# [Document segment]
......

Another issue in machine learning workflows can occur when samples
are not independent. For example, microbiome samples taken from the same
individual at different time points are usually more similar to each
other than to samples from other individuals. If these samples are split
randomly in a naive cross-validation procedure, the case could arise
that samples from the same individual will end up in the training and
the test fold. In this case, the model would learn to generalize across
time-points for the same individual compared to the desired model that
should learn to distinguish the label across individuals.
To avoid this issue, dependent measurements need to be blocked during
cross-validation, to ensure that samples within the same block will stay
in the same fold (for training and testing).
As an example, we are going to use several datasets of Crohn’s
disease (CD) which are available through the EMBL cluster. The data have
already been filtered and cleaned.
Since the model training would take again quite a long time, this part
of the vignette is not evaluated upon building of the package, but you
should be able to execute it yourself.

......

# [Records shown]
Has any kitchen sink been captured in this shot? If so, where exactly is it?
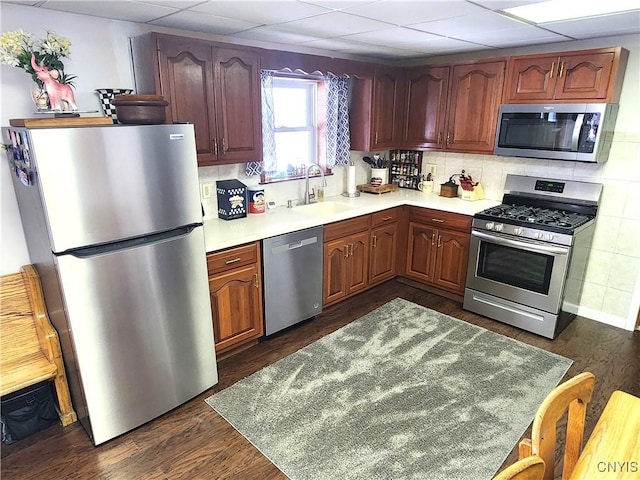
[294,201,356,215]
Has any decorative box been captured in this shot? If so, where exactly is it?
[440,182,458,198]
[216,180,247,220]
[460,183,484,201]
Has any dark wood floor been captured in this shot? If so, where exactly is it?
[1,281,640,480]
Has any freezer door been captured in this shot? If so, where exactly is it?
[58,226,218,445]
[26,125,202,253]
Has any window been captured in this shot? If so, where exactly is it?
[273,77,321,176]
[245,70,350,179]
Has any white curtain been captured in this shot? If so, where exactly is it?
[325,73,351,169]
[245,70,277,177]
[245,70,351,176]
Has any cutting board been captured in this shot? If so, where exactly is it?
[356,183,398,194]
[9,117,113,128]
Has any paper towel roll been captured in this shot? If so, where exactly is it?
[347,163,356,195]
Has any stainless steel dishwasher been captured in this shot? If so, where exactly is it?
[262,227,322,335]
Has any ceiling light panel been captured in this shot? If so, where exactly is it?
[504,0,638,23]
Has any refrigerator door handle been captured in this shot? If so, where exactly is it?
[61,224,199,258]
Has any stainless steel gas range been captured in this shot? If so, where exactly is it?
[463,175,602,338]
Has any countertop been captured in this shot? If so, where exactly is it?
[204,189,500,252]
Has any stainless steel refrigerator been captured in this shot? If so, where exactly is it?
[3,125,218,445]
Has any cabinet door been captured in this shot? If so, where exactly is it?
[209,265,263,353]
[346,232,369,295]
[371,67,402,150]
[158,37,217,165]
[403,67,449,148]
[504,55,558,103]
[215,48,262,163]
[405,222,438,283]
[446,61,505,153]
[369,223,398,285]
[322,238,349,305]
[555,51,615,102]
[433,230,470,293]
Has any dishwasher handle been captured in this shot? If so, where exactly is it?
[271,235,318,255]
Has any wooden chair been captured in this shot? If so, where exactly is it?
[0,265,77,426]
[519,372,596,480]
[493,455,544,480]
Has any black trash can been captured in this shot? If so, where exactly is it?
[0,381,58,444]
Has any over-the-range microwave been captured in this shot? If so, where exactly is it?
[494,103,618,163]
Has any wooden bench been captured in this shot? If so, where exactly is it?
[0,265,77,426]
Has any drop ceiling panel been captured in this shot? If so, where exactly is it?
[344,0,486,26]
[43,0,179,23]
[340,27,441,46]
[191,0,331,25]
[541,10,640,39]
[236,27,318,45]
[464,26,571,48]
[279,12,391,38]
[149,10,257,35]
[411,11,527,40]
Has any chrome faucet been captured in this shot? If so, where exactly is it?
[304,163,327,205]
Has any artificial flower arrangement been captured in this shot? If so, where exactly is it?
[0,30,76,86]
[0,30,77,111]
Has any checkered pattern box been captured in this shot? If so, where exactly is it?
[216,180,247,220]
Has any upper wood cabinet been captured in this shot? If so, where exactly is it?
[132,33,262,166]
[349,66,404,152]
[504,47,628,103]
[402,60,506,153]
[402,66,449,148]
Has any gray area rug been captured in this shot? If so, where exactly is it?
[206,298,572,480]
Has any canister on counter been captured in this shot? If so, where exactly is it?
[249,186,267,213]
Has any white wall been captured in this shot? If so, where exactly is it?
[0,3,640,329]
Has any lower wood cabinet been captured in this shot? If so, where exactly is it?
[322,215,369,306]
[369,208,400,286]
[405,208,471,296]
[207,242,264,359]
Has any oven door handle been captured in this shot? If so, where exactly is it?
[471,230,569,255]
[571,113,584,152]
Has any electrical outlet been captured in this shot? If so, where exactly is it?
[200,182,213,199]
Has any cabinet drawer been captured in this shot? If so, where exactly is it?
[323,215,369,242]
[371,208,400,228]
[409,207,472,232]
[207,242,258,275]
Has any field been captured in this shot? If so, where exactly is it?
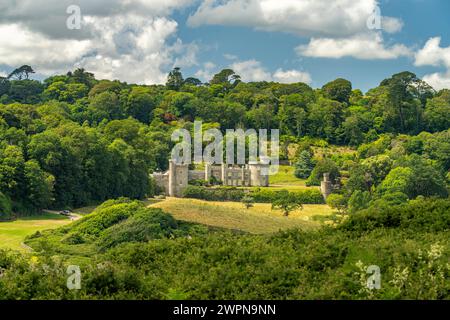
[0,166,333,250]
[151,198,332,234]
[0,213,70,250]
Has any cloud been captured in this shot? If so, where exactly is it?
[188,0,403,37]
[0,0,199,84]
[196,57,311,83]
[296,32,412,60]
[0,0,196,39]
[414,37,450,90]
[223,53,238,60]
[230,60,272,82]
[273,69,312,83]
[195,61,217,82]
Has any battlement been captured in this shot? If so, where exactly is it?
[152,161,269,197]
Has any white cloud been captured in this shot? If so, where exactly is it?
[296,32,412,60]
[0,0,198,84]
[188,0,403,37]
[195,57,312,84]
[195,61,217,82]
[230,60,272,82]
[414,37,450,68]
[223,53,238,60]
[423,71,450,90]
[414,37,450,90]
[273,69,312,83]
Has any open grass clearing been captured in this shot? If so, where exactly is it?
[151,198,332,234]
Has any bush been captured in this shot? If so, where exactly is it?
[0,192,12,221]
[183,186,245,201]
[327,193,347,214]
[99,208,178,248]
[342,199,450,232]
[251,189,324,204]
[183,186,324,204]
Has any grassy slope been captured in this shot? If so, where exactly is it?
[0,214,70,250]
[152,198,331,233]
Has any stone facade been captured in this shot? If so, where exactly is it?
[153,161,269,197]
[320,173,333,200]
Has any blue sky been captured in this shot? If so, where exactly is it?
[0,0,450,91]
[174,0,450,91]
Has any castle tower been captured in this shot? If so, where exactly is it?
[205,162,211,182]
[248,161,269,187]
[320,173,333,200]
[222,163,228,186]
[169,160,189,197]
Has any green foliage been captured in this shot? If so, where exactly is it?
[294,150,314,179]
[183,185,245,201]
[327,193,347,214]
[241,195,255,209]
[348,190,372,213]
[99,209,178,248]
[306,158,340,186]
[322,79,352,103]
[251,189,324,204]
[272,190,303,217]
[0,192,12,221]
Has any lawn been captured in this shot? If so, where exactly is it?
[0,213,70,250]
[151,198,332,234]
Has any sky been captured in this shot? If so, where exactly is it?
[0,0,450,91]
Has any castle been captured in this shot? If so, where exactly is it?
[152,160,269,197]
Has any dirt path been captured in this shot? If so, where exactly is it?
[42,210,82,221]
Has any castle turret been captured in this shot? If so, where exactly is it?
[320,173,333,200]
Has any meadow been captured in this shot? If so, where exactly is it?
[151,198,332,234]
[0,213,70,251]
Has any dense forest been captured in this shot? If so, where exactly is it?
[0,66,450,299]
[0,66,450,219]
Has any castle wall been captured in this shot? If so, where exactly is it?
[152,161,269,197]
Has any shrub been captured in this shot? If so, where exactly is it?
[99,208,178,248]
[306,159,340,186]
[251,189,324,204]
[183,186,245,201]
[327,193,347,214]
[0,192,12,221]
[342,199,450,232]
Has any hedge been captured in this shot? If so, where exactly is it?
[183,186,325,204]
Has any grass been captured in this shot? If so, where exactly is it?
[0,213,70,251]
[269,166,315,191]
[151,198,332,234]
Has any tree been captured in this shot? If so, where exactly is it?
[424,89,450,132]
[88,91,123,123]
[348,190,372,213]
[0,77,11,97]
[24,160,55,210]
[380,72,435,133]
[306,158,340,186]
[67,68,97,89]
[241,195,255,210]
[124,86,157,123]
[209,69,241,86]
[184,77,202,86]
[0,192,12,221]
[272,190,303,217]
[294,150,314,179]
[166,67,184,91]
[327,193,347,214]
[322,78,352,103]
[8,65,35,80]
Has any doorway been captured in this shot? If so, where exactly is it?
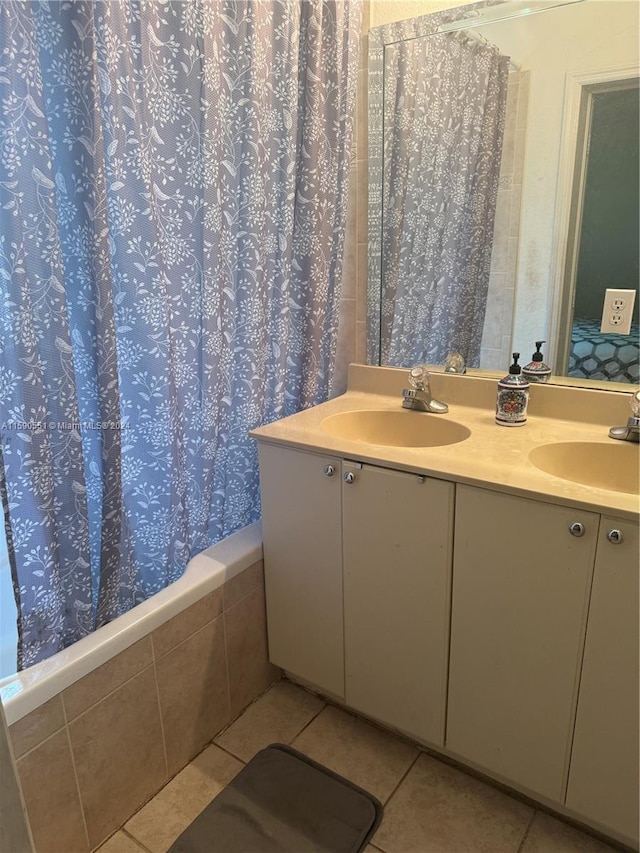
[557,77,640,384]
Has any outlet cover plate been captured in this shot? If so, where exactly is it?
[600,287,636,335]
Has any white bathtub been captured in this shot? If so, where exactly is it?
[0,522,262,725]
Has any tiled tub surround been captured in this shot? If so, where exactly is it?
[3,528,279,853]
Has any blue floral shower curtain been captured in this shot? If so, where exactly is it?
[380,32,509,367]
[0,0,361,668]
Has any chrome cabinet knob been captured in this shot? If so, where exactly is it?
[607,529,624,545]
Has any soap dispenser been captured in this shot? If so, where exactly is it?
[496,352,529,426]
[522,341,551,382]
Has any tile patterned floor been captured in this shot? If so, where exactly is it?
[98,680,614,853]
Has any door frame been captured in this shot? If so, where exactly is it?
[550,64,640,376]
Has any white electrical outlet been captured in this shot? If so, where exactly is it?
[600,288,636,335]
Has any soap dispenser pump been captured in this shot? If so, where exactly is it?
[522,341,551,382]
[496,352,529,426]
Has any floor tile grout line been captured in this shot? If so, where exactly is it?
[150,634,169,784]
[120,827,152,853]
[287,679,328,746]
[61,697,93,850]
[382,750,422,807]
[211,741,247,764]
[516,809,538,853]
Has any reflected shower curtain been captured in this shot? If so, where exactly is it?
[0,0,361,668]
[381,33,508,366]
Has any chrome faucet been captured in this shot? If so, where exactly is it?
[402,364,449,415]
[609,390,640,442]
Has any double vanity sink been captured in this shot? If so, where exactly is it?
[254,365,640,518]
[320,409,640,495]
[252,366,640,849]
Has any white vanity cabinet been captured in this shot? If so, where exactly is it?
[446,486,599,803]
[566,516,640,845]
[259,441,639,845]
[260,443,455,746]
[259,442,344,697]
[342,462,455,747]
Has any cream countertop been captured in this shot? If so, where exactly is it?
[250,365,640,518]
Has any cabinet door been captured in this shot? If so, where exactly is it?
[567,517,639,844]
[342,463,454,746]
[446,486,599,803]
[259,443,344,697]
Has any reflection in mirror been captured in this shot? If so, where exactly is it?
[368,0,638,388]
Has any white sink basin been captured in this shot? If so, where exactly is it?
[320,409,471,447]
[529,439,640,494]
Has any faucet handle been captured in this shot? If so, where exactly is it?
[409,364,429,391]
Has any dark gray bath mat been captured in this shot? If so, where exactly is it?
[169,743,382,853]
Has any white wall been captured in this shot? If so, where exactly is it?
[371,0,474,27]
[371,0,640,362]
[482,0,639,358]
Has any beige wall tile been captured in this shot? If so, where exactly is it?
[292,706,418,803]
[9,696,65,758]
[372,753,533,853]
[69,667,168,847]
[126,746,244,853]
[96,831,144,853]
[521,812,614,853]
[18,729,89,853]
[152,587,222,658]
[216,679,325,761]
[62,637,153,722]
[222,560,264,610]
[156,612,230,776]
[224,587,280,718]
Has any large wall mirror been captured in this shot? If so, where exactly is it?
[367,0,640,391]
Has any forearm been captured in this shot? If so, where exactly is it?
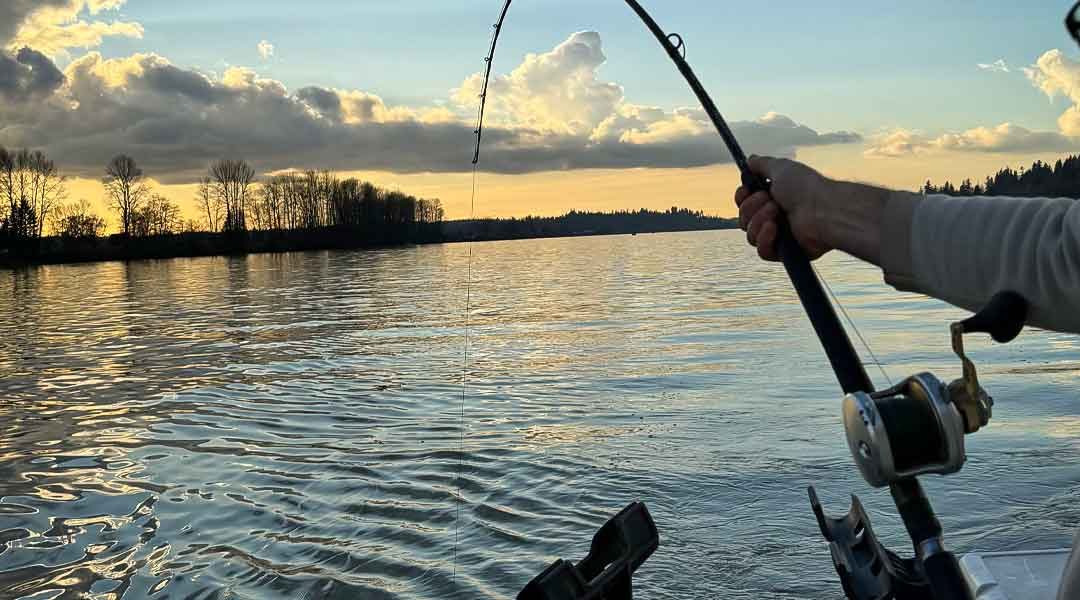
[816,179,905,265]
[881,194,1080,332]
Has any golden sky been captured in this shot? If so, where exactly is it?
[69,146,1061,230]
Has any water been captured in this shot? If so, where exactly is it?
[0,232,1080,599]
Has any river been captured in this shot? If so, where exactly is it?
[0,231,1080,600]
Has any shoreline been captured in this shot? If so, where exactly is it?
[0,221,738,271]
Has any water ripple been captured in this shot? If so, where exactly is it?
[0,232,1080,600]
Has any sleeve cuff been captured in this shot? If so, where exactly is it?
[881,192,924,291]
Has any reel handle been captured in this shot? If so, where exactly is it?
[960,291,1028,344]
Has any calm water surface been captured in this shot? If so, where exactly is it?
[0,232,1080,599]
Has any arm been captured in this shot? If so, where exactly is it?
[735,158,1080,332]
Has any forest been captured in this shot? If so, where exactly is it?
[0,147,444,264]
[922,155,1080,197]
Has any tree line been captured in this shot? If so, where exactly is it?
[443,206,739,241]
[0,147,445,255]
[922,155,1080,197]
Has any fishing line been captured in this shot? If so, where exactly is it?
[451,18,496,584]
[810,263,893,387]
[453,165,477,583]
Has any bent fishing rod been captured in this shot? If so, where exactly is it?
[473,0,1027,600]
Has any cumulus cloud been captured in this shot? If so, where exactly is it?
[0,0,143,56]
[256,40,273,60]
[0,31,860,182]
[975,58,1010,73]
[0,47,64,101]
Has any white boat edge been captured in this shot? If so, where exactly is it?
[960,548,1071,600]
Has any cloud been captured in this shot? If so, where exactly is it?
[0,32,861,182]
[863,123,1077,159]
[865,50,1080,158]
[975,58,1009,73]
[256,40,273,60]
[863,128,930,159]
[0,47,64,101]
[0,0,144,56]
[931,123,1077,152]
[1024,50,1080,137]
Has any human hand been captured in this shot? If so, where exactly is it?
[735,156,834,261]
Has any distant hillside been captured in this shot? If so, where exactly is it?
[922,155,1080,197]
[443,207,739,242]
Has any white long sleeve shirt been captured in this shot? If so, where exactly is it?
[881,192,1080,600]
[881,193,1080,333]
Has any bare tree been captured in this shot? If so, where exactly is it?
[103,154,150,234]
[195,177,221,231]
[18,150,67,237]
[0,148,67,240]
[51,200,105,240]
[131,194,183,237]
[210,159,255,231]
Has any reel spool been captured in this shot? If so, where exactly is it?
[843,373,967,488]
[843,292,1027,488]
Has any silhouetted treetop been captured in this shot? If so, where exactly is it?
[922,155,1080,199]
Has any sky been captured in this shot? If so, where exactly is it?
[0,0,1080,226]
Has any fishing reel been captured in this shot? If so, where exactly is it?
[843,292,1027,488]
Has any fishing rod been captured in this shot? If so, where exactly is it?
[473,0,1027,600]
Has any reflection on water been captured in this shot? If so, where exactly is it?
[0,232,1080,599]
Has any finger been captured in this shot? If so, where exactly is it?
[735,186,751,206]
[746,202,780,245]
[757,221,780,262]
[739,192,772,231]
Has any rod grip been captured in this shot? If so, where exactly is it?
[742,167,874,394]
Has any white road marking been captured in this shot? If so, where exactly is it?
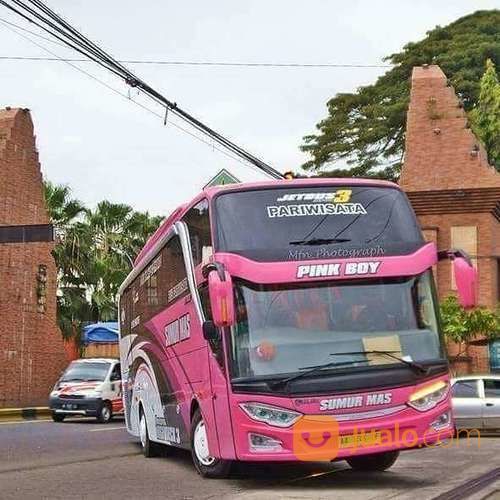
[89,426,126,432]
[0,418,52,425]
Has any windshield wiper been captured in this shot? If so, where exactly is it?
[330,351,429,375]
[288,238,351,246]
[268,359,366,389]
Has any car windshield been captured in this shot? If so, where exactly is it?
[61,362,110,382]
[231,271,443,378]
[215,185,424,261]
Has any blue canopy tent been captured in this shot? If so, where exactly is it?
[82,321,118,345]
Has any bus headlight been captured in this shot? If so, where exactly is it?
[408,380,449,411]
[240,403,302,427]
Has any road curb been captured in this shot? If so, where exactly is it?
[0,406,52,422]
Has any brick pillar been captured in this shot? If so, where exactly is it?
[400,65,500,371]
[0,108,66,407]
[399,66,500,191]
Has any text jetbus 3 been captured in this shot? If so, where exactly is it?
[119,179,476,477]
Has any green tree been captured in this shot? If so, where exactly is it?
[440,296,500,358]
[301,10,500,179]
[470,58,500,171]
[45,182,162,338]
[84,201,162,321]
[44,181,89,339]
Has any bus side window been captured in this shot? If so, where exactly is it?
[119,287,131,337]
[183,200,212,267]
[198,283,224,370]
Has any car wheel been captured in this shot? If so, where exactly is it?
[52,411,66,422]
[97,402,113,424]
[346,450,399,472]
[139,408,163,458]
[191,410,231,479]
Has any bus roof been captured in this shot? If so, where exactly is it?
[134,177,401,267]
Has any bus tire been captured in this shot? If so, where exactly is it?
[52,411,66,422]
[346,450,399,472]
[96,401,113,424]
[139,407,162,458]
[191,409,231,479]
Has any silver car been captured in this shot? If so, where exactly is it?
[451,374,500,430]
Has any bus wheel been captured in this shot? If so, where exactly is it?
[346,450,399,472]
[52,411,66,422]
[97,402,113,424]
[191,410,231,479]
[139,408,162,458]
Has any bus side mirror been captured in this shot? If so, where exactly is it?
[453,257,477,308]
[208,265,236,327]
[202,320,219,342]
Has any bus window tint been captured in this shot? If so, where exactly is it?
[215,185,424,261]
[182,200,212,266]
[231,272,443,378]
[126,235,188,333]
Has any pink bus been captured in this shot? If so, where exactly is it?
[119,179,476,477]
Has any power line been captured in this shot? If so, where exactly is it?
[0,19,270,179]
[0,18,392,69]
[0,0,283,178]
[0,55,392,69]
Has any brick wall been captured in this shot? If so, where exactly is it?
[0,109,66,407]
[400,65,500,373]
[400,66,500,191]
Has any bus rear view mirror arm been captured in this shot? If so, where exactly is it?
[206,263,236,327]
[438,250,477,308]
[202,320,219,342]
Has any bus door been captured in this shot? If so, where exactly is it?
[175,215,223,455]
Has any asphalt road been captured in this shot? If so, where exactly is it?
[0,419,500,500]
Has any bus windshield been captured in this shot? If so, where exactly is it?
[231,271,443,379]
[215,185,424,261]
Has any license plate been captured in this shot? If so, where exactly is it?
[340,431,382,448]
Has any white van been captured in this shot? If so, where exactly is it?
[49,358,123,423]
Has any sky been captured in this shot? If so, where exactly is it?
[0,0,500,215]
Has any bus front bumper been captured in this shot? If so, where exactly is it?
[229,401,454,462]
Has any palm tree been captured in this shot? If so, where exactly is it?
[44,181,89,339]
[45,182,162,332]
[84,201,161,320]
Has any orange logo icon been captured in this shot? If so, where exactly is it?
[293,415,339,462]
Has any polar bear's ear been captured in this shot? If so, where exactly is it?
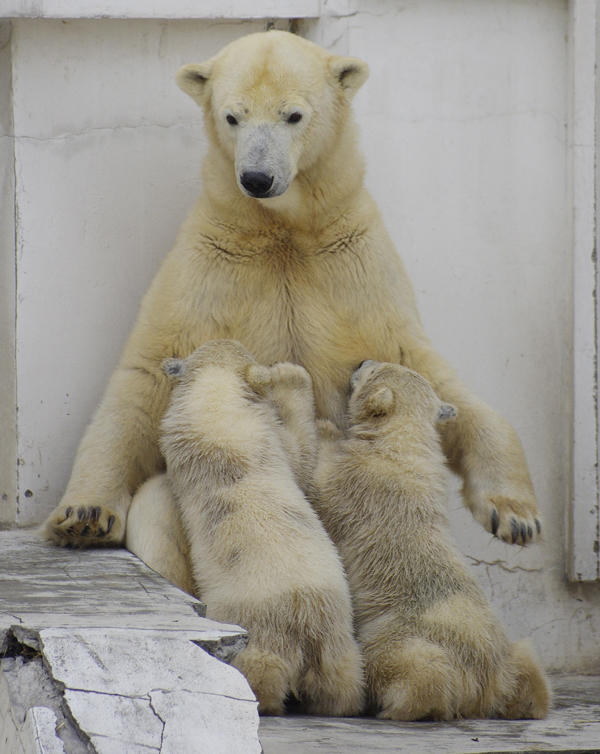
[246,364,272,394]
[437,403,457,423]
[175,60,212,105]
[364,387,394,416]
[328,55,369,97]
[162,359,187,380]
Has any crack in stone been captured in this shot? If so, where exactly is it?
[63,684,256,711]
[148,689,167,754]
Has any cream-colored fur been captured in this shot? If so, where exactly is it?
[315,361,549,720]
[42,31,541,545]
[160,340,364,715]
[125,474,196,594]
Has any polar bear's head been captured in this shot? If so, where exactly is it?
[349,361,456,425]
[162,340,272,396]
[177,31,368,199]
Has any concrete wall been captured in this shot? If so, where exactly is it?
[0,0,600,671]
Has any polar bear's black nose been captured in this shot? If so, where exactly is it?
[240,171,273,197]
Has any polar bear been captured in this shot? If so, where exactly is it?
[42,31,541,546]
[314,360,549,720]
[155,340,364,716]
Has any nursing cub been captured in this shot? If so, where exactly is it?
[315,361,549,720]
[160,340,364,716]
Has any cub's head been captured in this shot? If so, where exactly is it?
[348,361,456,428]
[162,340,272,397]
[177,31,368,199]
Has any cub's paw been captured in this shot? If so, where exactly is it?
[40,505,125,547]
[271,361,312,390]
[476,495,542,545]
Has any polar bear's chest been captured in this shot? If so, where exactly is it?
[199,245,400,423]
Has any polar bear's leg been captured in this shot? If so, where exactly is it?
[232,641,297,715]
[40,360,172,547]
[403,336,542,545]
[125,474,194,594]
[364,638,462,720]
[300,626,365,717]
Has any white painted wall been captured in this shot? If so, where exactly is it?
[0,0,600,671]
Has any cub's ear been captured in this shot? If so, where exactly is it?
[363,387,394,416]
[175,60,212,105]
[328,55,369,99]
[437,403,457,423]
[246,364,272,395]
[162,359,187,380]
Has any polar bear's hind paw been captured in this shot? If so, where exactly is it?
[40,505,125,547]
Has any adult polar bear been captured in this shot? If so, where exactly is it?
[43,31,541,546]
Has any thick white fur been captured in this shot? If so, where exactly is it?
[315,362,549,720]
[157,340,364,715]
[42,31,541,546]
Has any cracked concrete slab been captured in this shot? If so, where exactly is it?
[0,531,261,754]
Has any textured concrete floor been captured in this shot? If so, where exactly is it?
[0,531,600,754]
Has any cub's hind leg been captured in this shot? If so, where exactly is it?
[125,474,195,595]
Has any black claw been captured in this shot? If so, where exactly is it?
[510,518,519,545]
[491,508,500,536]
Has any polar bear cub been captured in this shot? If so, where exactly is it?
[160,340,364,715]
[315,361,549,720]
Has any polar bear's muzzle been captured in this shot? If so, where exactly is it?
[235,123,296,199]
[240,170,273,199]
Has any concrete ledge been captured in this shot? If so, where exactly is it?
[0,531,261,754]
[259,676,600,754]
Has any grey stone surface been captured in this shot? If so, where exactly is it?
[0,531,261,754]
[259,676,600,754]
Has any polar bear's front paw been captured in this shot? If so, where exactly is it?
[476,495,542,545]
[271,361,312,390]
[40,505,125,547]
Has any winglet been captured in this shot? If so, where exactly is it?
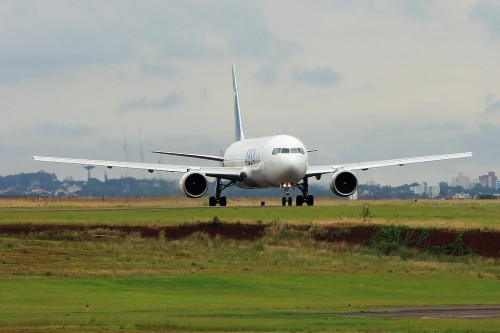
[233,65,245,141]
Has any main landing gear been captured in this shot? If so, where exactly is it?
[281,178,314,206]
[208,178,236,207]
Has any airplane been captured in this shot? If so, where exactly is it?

......

# [Check your understanding]
1 – Answer these questions from the cross-validation passage, one per line:
(a) How do microbiome samples taken from the same individual at different time points usually compare with samples from other individuals?
(b) What must happen to dependent measurements during cross-validation, and what does this ensure?
(c) Which disease do the example datasets concern, and through what are they available?
2 – Write the next part of the cross-validation passage, picking up right after its final sentence.
The lines after the cross-validation passage are not needed for these tasks.

# [Activity answers]
1 –
(a) They are usually more similar to each other than to samples from other individuals.
(b) They need to be blocked, which ensures that samples within the same block stay in the same fold for training and testing.
(c) They concern Crohn's disease (CD) and are available through the EMBL cluster.

2 –
data.loc <- 'https://zenodo.org/api/files/d81e429c-870f-44e0-a44a-2a4aa541b6c1/'
# metadata
meta.all <- read_tsv(paste0(data.loc, 'meta_all_cd.tsv'))
## Rows: 1597 Columns: 6
## ── Column specification ────────────────────────────────────────────────────────
## Delimiter: "\t"
## chr (4): Sample_ID, Group, Individual_ID, Study
## dbl (2): Library_Size, Timepoint
##
## ℹ Use `spec()` to retrieve the full column specification for this data.
## ℹ Specify the column types or set `show_col_types = FALSE` to quiet this message.
# features
feat.motus <- read.table(paste0(data.loc, 'feat_rel_filt_cd.tsv'),
sep='\t', stringsAsFactors = FALSE,
check.names = FALSE)
When we look at the number of samples and number of individuals, we
see that that there are several samples per individual for example in
the HMP2
study.
x <- meta.all %>%
group_by(Study, Group) %>%
summarise(n.all=n(), .groups='drop')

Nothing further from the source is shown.